▶ Required task: Please write out word for word the part of the RAPTOR procedures text below from "1. To get initial" to "of the procedure.".
____ Text shown
The major distinguishing feature of procedures is that each procedure has its own set of unique variables. If two procedures both contain a variable called X, then each procedure has a different memory location for its variable X. A change in the value of one procedure's X value will have no impact on the value of the other procedure's X variable. To illustrate this, consider the modified RAPTOR program to the right. This program gets an (x,y) location from the user to specify the position to draw a bulls-eye and then sends this location to the Draw_bulls_eye procedure. Now the main subchart has variables called X and Y and the Draw_bulls_eye procedure has variables called X and Y. If you recognize that these are separate variables, you will have no difficulties using procedures.

If you step through the execution of a program that contains procedures you will see new variables appear in the variable area of RAPTOR. These new variables will be listed under their procedure name. The computer does not have any difficulty associating variables with their appropriate procedure. Hopefully you won't either!

Procedure Parameters

Now that you have a good idea of how procedures work, we will explain the details of parameters. Remember that a parameter is simply a local variable of a procedure that has special properties.

There are three types of parameters:

• Input parameter - its value is initialized when the procedure is called.

• Output parameter - its final value is copied back to a variable in the calling sub-program.

• Input/Output parameter - its value is initialized when the procedure is called and its final value is copied back to a variable in the calling sub-program.

When you initially create a procedure you can specify the names of any parameters and their type. If you are unsure about what parameters you will need for a procedure when you initially create it, you can change the parameters at any time by right clicking on the procedure tab and selecting the “Modify procedure” option.

The typical scenario for any problem solving task goes something like this:

1. Get some data.

2. Use the data to calculate some “answers” to the problem.

3. Send the “answers” back.

This sequence of tasks corresponds exactly to the input and output parameters of a procedure:

1. To get initial data into a procedure, create appropriate input parameters.

2. Use the parameter data (with possibly other calculated values) to calculate appropriate “answers”.

3. Make sure that the variables that contain the “answers” are output parameters of the procedure.

To help make these ideas clear, please study the following example RAPTOR program.
________
____ Dataset excerpt
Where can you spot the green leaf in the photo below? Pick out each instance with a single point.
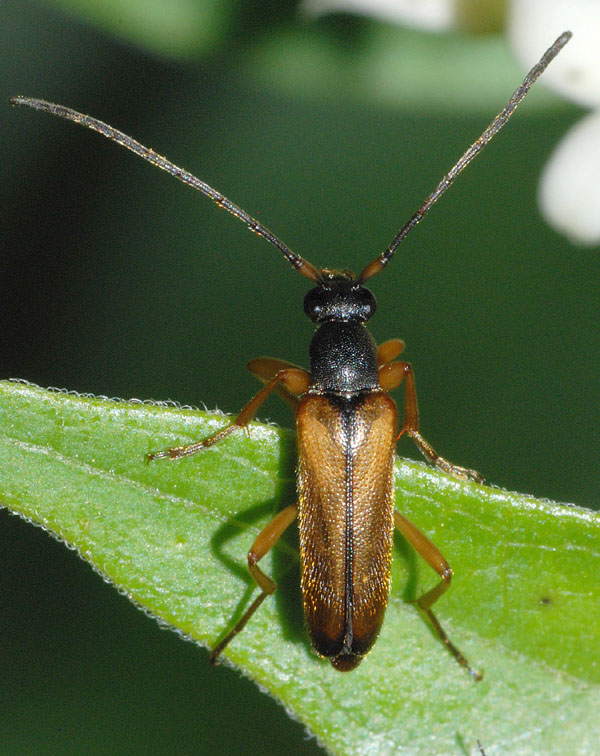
(177, 29)
(524, 607)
________
▶ Expected answer:
1. To get initial data into a procedure, create appropriate input parameters.

2. Use the parameter data (with possibly other calculated values) to calculate appropriate “answers”.

3. Make sure that the variables that contain the “answers” are output parameters of the procedure.